BRIEF –
Print the records below exactly. Omit every picture.
***** GIVEN RECORDS *****
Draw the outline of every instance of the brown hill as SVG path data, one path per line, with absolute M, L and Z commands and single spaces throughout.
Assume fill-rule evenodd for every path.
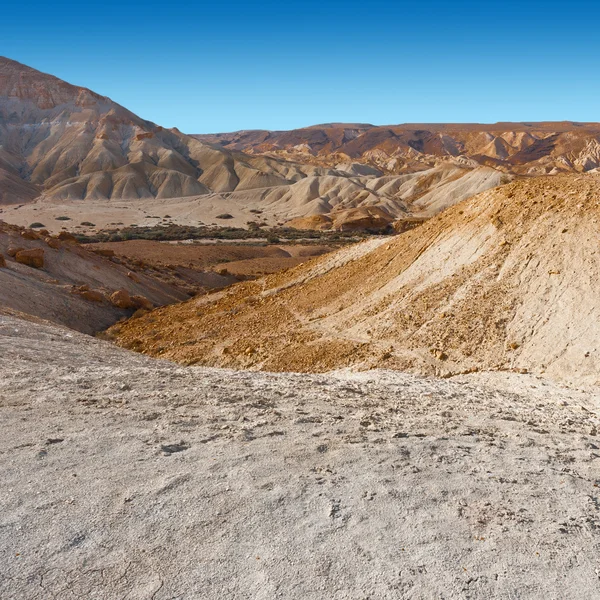
M 487 165 L 509 173 L 543 175 L 600 166 L 600 124 L 573 122 L 404 124 L 378 127 L 327 124 L 292 131 L 195 135 L 227 149 L 334 166 L 358 161 L 386 173 L 439 161 Z
M 479 194 L 394 239 L 154 311 L 119 343 L 184 363 L 278 371 L 529 369 L 600 381 L 600 179 Z
M 0 204 L 173 198 L 282 185 L 311 166 L 200 143 L 0 57 Z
*****
RESPONSE AREA –
Draw the outline of every instance of the brown hill as SVG path data, one path per line, with absolute M, L and Z commands and single spaces throughout.
Assume fill-rule evenodd for every path.
M 487 165 L 509 173 L 543 175 L 600 166 L 600 124 L 573 122 L 404 124 L 378 127 L 327 124 L 292 131 L 195 135 L 227 149 L 334 166 L 358 161 L 386 173 L 439 161 Z
M 479 194 L 394 239 L 154 311 L 119 343 L 184 363 L 278 371 L 529 369 L 600 381 L 600 179 Z
M 0 204 L 173 198 L 282 185 L 311 166 L 200 143 L 0 57 Z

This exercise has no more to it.